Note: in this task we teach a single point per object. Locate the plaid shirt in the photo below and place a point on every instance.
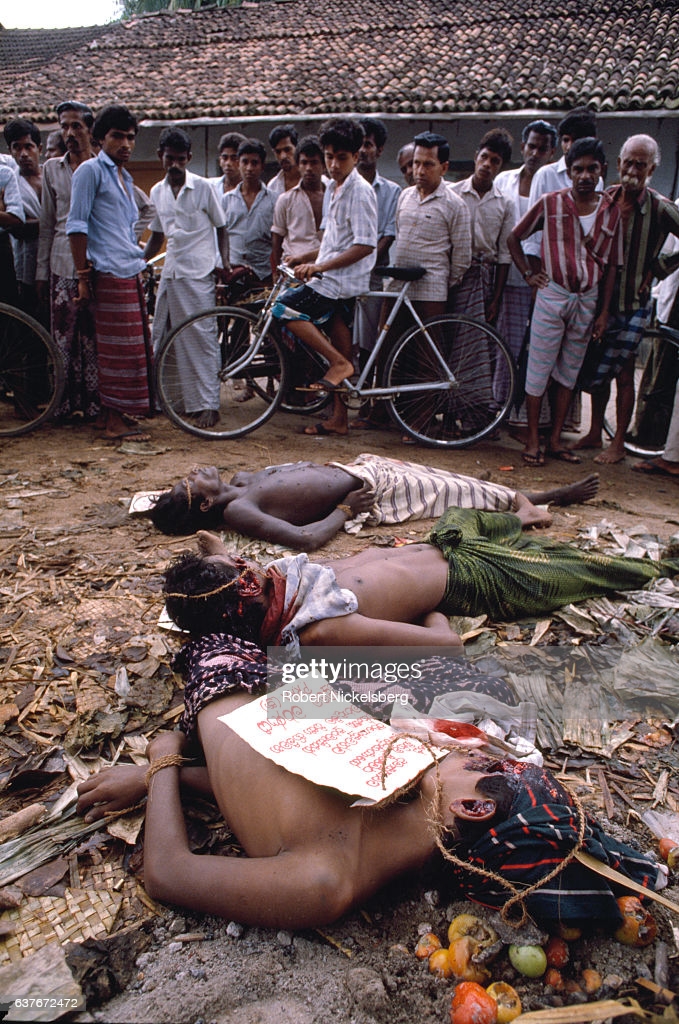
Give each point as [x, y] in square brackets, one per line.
[653, 217]
[571, 259]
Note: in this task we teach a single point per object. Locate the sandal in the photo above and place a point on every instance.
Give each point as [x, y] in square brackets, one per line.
[563, 455]
[534, 458]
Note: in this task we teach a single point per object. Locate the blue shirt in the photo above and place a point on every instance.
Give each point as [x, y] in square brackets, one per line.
[12, 196]
[250, 230]
[107, 213]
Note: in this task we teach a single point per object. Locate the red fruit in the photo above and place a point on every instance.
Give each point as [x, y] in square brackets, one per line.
[638, 928]
[472, 1005]
[557, 952]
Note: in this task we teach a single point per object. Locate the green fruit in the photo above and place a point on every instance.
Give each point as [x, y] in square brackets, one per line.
[529, 961]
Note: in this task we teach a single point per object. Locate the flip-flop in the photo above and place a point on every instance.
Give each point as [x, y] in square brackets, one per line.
[563, 455]
[321, 430]
[650, 468]
[534, 458]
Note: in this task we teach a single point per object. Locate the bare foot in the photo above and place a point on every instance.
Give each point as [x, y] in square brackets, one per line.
[208, 417]
[663, 466]
[609, 456]
[589, 441]
[527, 513]
[573, 494]
[209, 544]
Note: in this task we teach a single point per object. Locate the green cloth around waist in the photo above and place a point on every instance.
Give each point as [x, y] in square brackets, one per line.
[497, 569]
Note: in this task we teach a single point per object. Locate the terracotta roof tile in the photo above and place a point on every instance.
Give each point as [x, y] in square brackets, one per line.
[314, 56]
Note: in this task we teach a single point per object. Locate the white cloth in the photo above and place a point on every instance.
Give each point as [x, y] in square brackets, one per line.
[349, 218]
[198, 357]
[432, 231]
[313, 593]
[492, 220]
[409, 491]
[187, 223]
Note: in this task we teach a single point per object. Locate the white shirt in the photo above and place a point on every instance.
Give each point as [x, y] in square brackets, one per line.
[349, 218]
[187, 223]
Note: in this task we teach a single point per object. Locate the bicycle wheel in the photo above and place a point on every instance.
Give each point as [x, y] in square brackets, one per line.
[31, 373]
[197, 370]
[434, 410]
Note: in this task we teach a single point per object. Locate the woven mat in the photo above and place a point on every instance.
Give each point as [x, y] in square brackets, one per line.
[79, 914]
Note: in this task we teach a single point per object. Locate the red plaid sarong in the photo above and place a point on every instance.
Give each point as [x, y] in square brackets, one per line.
[123, 343]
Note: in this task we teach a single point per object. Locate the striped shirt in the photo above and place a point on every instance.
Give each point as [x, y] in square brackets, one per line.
[571, 259]
[653, 217]
[432, 231]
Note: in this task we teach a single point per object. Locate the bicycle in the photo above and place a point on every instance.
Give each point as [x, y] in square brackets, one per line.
[429, 379]
[32, 373]
[655, 394]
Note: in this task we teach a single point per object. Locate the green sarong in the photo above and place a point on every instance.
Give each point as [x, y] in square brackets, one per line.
[497, 569]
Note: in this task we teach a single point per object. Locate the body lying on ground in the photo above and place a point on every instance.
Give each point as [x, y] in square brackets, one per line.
[473, 563]
[302, 505]
[311, 857]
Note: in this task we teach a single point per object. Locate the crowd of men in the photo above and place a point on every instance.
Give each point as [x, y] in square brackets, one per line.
[560, 263]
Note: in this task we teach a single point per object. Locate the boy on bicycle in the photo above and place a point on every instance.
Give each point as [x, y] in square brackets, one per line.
[341, 269]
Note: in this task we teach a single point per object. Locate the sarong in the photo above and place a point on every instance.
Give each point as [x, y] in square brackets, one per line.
[619, 343]
[214, 667]
[409, 491]
[123, 345]
[470, 298]
[496, 569]
[197, 351]
[74, 332]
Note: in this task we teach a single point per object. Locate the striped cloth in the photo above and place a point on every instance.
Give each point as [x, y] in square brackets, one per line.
[123, 345]
[621, 341]
[541, 828]
[559, 334]
[495, 569]
[409, 491]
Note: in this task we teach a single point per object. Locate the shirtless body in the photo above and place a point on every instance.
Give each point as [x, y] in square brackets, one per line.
[298, 505]
[311, 857]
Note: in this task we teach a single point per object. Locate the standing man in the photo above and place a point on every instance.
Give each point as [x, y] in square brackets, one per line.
[492, 219]
[341, 270]
[227, 151]
[433, 227]
[25, 144]
[296, 232]
[538, 143]
[109, 262]
[386, 194]
[186, 214]
[283, 140]
[647, 219]
[249, 213]
[582, 248]
[11, 214]
[56, 281]
[405, 160]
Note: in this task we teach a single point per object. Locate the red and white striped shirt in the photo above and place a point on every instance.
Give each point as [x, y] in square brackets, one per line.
[570, 258]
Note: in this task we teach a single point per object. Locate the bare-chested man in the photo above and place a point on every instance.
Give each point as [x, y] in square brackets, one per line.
[472, 563]
[303, 505]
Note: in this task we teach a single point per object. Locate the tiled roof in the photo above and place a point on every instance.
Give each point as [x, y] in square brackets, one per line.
[316, 56]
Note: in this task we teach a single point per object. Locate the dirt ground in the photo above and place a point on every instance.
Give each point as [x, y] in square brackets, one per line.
[81, 583]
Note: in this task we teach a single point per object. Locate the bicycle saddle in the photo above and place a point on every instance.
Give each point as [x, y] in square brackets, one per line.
[400, 272]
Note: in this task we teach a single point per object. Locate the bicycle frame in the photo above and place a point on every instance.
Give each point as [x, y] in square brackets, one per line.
[357, 390]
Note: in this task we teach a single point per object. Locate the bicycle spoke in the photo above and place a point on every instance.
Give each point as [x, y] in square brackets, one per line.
[31, 373]
[209, 364]
[467, 409]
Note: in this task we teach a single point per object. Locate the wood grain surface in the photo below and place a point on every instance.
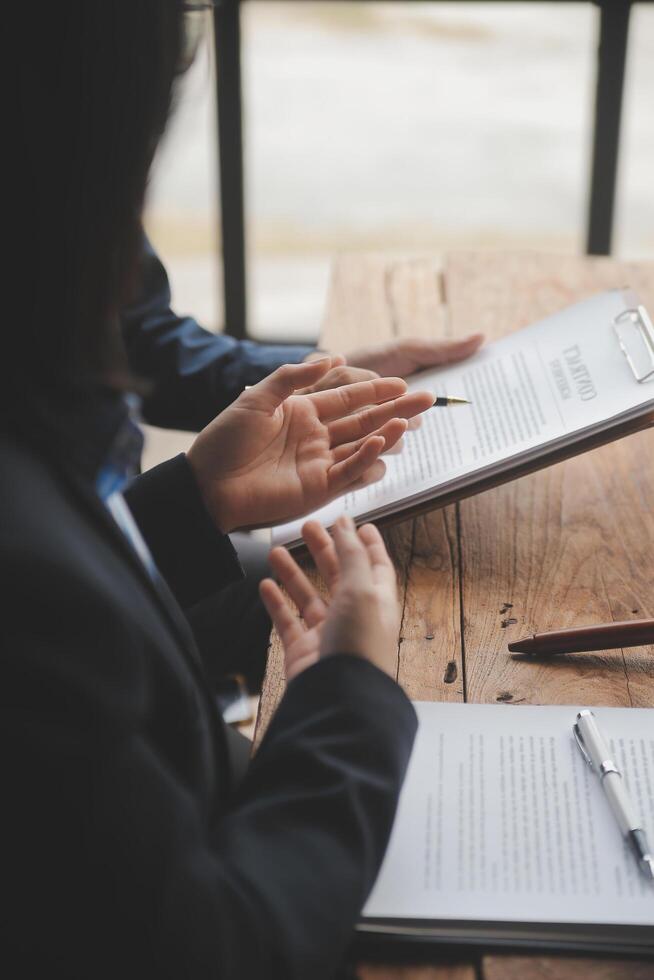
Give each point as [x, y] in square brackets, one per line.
[569, 545]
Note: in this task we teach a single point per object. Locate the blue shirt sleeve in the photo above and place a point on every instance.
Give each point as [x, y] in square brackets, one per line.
[190, 373]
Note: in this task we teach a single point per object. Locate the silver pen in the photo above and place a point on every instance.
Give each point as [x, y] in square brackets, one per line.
[596, 753]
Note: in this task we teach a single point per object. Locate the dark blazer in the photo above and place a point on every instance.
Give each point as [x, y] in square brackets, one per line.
[127, 851]
[194, 374]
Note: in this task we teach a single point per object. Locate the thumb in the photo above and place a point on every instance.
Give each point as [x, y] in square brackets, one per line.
[429, 353]
[278, 386]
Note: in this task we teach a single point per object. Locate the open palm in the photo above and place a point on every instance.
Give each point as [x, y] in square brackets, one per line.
[273, 455]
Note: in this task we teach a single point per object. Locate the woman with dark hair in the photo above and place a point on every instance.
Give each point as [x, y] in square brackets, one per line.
[129, 845]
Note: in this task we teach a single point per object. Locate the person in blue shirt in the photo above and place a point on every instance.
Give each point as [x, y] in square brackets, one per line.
[192, 375]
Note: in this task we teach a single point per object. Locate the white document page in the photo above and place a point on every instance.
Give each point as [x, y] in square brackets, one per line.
[538, 386]
[501, 819]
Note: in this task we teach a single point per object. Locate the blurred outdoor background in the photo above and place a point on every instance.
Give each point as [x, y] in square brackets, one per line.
[400, 127]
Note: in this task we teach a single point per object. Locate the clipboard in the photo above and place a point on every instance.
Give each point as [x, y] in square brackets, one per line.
[630, 324]
[635, 334]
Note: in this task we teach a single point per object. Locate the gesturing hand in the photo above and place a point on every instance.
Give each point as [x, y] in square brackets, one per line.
[273, 456]
[362, 616]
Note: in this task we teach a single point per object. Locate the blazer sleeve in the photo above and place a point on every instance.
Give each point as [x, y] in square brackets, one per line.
[116, 865]
[191, 373]
[192, 555]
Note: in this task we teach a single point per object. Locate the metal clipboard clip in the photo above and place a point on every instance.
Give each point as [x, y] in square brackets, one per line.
[635, 334]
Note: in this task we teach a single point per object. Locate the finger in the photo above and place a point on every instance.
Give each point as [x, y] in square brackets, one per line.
[373, 417]
[338, 402]
[391, 433]
[278, 386]
[342, 474]
[322, 550]
[352, 555]
[396, 448]
[429, 353]
[311, 607]
[337, 377]
[284, 619]
[379, 558]
[372, 475]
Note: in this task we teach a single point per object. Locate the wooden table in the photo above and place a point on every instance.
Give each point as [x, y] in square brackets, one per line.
[571, 544]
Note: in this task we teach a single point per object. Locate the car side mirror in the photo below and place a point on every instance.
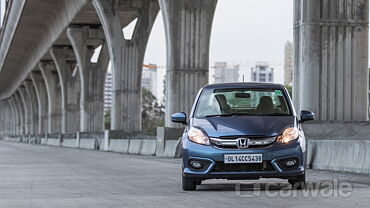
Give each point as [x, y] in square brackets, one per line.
[179, 118]
[307, 116]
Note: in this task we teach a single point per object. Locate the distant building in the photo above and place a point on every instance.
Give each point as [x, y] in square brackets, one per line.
[149, 82]
[288, 63]
[108, 92]
[262, 73]
[225, 73]
[150, 78]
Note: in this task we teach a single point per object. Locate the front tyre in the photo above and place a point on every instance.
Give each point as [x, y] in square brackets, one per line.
[188, 184]
[299, 182]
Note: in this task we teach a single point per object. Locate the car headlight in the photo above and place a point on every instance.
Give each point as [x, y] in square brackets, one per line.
[288, 135]
[197, 136]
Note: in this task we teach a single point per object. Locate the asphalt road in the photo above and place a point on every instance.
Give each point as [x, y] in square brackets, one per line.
[40, 176]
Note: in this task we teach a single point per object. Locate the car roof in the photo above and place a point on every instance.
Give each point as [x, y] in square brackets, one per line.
[244, 85]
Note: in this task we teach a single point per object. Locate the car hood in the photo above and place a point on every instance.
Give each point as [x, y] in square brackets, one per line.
[244, 125]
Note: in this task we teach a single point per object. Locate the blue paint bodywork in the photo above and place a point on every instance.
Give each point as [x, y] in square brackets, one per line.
[268, 126]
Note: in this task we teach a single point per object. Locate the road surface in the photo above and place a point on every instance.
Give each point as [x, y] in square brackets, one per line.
[41, 176]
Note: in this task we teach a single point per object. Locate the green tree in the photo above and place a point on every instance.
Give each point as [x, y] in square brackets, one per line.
[152, 113]
[107, 120]
[290, 90]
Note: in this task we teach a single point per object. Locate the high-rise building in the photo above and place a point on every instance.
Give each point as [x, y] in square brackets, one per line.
[149, 82]
[288, 63]
[225, 73]
[149, 79]
[108, 92]
[262, 73]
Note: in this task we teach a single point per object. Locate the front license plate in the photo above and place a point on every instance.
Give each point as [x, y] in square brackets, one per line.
[243, 158]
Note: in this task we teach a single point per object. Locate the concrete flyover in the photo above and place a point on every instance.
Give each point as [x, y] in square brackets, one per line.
[82, 178]
[51, 93]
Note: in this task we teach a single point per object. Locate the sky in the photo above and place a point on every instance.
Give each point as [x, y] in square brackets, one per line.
[244, 32]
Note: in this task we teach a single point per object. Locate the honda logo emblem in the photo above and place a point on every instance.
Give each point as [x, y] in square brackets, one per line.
[243, 143]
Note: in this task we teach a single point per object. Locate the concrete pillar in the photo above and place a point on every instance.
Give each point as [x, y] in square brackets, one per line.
[15, 114]
[20, 112]
[42, 100]
[54, 96]
[188, 25]
[13, 128]
[127, 57]
[4, 118]
[92, 77]
[331, 58]
[34, 105]
[69, 85]
[26, 105]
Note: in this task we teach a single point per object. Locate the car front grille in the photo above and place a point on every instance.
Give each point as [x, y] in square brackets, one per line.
[247, 167]
[230, 142]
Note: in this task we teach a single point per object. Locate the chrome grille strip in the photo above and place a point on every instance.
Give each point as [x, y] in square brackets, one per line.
[233, 142]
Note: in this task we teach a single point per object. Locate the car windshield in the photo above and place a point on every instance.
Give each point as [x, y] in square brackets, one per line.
[233, 102]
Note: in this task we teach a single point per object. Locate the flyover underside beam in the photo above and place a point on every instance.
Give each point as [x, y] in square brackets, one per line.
[60, 16]
[331, 59]
[188, 26]
[92, 77]
[127, 57]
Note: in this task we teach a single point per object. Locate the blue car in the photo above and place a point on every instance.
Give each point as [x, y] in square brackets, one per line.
[243, 131]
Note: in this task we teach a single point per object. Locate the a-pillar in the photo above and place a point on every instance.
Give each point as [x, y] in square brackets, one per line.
[92, 76]
[69, 85]
[54, 96]
[331, 58]
[42, 98]
[34, 106]
[127, 57]
[188, 25]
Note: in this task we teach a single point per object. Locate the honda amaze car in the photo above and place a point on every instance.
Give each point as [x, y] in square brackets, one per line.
[243, 131]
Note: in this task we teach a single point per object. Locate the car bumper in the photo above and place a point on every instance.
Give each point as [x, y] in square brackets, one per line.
[272, 156]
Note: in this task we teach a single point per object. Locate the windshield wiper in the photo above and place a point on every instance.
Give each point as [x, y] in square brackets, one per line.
[230, 114]
[276, 114]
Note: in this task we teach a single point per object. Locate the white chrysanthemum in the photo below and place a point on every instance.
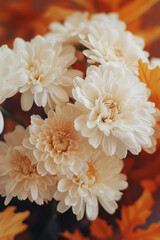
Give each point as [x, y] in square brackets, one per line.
[18, 175]
[108, 19]
[156, 134]
[11, 77]
[116, 113]
[55, 142]
[154, 62]
[46, 67]
[101, 181]
[1, 123]
[107, 42]
[69, 31]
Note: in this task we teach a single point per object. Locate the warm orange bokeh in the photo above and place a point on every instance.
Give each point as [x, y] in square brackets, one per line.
[11, 223]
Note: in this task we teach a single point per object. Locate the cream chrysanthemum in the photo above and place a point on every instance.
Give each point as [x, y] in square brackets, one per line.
[107, 40]
[11, 77]
[116, 113]
[100, 181]
[70, 30]
[49, 81]
[154, 62]
[55, 143]
[18, 175]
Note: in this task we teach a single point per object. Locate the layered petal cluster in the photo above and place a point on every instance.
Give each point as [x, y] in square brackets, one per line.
[100, 181]
[18, 174]
[55, 143]
[107, 40]
[11, 77]
[116, 113]
[70, 30]
[46, 64]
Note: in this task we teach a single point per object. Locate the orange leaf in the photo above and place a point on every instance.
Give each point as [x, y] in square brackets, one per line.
[149, 185]
[152, 233]
[100, 229]
[151, 77]
[134, 9]
[11, 223]
[77, 235]
[135, 215]
[150, 34]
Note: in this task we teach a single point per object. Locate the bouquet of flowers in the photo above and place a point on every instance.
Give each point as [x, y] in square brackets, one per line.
[90, 100]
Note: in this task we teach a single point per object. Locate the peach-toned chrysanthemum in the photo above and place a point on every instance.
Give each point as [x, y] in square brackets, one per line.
[107, 40]
[116, 113]
[100, 181]
[18, 175]
[46, 66]
[55, 142]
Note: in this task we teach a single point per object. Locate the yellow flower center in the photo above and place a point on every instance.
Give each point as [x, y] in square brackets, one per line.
[26, 166]
[60, 141]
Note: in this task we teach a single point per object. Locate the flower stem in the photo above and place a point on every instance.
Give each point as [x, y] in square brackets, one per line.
[9, 115]
[50, 222]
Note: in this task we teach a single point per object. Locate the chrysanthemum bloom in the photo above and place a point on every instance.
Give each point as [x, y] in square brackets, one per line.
[116, 113]
[154, 62]
[46, 67]
[69, 31]
[55, 142]
[18, 175]
[11, 78]
[108, 41]
[100, 181]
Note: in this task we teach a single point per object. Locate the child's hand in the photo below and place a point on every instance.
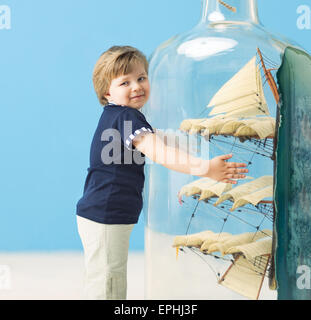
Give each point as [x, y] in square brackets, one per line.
[223, 171]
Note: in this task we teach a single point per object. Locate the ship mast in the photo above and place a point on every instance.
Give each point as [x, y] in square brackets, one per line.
[269, 78]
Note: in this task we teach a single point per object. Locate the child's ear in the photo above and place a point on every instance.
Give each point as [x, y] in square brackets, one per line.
[107, 95]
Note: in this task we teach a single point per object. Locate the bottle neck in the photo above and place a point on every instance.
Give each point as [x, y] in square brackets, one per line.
[229, 11]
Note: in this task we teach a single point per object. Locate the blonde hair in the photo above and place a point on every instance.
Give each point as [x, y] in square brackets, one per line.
[116, 61]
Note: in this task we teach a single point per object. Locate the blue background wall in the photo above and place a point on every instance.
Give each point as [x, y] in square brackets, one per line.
[48, 109]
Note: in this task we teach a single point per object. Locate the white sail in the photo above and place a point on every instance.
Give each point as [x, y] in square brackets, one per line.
[244, 277]
[238, 239]
[243, 92]
[246, 189]
[253, 198]
[258, 127]
[206, 188]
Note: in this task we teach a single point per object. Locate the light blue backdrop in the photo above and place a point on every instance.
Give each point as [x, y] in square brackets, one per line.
[49, 109]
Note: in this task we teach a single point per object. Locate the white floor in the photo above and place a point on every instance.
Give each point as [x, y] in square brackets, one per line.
[56, 276]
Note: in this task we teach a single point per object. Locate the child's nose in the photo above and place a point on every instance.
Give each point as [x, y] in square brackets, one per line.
[136, 86]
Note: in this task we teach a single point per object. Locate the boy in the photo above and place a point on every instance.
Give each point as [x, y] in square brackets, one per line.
[112, 198]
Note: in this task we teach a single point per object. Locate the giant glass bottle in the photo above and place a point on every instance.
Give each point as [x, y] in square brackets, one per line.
[214, 92]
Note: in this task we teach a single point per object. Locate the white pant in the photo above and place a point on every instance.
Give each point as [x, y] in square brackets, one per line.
[105, 256]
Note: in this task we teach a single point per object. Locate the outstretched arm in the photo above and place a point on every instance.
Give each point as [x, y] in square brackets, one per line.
[152, 146]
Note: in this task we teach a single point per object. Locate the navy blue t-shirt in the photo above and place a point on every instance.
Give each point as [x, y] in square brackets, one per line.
[114, 183]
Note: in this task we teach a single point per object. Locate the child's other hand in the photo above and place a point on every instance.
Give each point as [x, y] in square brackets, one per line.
[223, 171]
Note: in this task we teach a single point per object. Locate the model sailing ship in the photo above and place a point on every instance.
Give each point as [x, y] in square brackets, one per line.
[239, 110]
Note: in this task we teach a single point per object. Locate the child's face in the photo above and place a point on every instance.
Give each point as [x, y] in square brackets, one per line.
[130, 90]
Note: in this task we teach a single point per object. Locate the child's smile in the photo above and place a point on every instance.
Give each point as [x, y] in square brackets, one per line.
[130, 90]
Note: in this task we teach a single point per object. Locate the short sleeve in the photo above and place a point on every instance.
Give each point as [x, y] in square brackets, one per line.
[132, 123]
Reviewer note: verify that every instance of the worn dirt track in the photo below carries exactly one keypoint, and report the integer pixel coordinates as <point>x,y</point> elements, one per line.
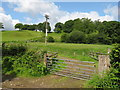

***

EXERCISE REQUIREMENTS
Reproduce verbatim the lines of the material above, beginning with its first line and ending with the line that contains "the blue shirt in"; skip pictures.

REPLY TO THE EXERCISE
Note: in this task we teach a single point per object. Locate the plaid shirt in the photo below and place a point on every instance.
Give each point as [x, y] in square brackets, one per line.
[653, 217]
[571, 259]
Note: in this task we teach a single point per object. Locate the sandal in the photo above and place a point on every instance.
Give each point as [x, y] in square brackets, one per line.
[563, 455]
[534, 458]
Note: in this task we teach a single point per object. Locate the blue shirt in the photo above and place a point on every instance.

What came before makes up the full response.